*WRITTEN PROBLEM A:* In the forum thread, what has black mink averaged each over the last 25 years?

*TEXT SEGMENT:*
____________________

Like I said, I don't/wouldn't invest in anything without research.

In this particular instance it seems that the only investments needed would be breeding stock though. Who knows how much that is?

I would bet that you could contact those folks down there who are doing it and ask them.


----------



## seedspreader (Oct 18, 2004)

deaconjim said:


> Before anyone gets into this one, you might want to check this out:
> 
> http://www.discovervancouver.com/forum/topic.asp?TOPIC_ID=196925


yeah, I read that.

Then I did a little research on "crimebustersnow". 

You can help them out by donating $25.00 according to their homepage... LOL.

I guess everyone has an angle.

lol, check this out about the "crimebustersnow" guy: http://injusticebusters.com/2003/Thornton_David.htm He is writing it about himself. 

This is too convoluted to follow...


----------



## ponyboy123 (Jun 5, 2006)

mink, black mink have averaqged $54 USD each over the last 25 years. They raise em in Yexas, so why not where u are?


----------



## ponyboy123 (Jun 5, 2006)

mink, black mink have averaqged $54 USD each over the last 25 years. They raise em in Texas, so why not where u are?

____________________

*RAW RECORDS:*

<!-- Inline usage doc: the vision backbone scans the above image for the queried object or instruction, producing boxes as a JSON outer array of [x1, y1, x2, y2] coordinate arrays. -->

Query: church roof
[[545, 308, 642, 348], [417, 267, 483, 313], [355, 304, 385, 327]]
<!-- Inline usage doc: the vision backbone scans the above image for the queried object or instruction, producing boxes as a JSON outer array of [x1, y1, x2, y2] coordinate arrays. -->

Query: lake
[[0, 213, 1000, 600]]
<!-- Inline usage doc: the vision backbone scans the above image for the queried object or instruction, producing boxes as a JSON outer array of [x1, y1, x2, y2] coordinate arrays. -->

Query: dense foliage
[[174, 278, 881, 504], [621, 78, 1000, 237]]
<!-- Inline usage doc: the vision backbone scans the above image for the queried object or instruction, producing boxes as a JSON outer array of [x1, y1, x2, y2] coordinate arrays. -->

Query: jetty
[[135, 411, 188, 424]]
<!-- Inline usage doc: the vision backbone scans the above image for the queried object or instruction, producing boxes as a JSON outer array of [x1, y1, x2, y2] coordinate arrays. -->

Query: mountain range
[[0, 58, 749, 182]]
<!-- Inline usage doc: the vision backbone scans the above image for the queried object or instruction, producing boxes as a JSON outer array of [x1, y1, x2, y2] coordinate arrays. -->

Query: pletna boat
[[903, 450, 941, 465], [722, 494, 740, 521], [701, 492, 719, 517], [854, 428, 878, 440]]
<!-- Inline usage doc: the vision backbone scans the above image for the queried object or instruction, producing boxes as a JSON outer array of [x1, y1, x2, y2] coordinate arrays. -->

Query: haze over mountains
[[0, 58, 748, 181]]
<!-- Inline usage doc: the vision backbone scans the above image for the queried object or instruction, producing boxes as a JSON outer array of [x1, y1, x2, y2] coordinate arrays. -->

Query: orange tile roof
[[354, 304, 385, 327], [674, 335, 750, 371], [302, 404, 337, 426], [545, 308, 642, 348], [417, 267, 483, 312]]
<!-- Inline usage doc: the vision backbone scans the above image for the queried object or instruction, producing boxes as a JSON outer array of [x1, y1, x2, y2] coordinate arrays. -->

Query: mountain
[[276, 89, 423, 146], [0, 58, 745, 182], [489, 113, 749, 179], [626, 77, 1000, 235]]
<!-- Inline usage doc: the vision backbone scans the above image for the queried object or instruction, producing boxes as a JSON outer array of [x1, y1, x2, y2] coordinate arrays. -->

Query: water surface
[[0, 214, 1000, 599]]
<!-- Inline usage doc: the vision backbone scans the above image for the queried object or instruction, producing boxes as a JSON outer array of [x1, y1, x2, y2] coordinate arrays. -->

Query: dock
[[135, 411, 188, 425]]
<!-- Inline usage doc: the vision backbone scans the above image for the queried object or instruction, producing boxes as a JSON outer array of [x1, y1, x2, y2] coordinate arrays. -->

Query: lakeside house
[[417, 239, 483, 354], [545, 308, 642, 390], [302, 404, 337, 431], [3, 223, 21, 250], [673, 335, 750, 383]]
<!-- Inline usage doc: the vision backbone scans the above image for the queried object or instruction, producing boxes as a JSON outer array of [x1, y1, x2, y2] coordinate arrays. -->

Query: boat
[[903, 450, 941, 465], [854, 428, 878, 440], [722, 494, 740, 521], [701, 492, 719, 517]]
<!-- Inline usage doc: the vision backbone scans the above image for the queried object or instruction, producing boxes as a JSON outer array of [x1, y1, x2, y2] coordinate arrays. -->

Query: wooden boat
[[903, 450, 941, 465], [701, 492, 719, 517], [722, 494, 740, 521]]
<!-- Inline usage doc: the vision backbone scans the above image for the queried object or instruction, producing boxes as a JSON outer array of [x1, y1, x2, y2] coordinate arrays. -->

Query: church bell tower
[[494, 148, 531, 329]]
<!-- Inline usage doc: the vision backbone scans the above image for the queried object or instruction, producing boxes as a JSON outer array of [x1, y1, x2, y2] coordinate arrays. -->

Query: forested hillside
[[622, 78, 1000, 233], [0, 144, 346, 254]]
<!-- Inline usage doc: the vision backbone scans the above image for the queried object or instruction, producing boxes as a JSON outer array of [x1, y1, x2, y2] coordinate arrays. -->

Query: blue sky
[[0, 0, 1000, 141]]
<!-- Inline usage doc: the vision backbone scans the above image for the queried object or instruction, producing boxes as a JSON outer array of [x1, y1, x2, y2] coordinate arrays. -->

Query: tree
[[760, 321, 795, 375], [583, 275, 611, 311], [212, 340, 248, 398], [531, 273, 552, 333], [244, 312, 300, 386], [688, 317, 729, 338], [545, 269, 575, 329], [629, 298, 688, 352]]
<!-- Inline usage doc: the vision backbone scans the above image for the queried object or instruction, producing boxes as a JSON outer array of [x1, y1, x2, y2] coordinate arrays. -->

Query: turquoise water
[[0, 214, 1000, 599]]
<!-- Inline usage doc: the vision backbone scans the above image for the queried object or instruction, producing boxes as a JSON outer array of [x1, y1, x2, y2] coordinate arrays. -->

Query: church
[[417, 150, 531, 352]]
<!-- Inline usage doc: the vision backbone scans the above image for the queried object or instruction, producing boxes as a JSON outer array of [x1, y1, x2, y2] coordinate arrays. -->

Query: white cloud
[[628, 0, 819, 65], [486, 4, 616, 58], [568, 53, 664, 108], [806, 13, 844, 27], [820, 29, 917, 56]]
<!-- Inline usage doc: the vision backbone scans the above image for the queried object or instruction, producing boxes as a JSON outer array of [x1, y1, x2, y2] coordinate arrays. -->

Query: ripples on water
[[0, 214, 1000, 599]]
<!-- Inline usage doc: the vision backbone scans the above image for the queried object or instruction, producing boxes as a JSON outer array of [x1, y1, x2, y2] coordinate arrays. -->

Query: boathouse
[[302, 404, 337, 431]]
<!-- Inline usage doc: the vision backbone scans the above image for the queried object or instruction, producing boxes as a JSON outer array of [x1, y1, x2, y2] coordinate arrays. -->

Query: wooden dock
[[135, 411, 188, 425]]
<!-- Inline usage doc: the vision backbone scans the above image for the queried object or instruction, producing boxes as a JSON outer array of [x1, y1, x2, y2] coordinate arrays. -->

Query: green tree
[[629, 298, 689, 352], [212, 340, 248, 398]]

____________________

*WRITTEN PROBLEM B:* Copy the rows word for word, from the first line of the rows up to and including the line with "267, 483, 312]]".

*EXPECTED ANSWER A:* $54 USD each.

*EXPECTED ANSWER B:*
<!-- Inline usage doc: the vision backbone scans the above image for the queried object or instruction, producing boxes as a JSON outer array of [x1, y1, x2, y2] coordinate arrays. -->

Query: church roof
[[545, 308, 642, 348], [417, 267, 483, 313], [355, 304, 385, 327]]
<!-- Inline usage doc: the vision backbone scans the above image for the queried object or instruction, producing boxes as a JSON outer array of [x1, y1, x2, y2] coordinate arrays. -->

Query: lake
[[0, 213, 1000, 600]]
<!-- Inline usage doc: the vision backbone scans the above image for the queried object or instruction, producing boxes as a JSON outer array of [x1, y1, x2, y2] coordinate arrays. -->

Query: dense foliage
[[174, 278, 881, 504], [621, 78, 1000, 237]]
<!-- Inline usage doc: the vision backbone scans the above image for the queried object or instruction, producing boxes as a JSON outer array of [x1, y1, x2, y2] coordinate arrays. -->

Query: jetty
[[135, 411, 188, 424]]
<!-- Inline usage doc: the vision backbone scans the above image for the queried object or instruction, producing boxes as a JSON outer array of [x1, y1, x2, y2] coordinate arrays. -->

Query: mountain range
[[0, 58, 749, 182]]
<!-- Inline usage doc: the vision backbone scans the above image for the queried object or instruction, producing boxes as a JSON outer array of [x1, y1, x2, y2] coordinate arrays. -->

Query: pletna boat
[[903, 450, 941, 465], [722, 494, 740, 521], [701, 492, 719, 517], [854, 428, 878, 440]]
<!-- Inline usage doc: the vision backbone scans the above image for the queried object or instruction, producing boxes as a JSON outer array of [x1, y1, x2, y2] coordinate arrays. -->

Query: haze over mountains
[[0, 58, 748, 181]]
<!-- Inline usage doc: the vision backbone scans the above image for the queried object or instruction, producing boxes as a JSON outer array of [x1, y1, x2, y2] coordinate arrays. -->

Query: orange tile roof
[[354, 304, 385, 327], [674, 335, 750, 371], [302, 404, 337, 426], [545, 308, 642, 348], [417, 267, 483, 312]]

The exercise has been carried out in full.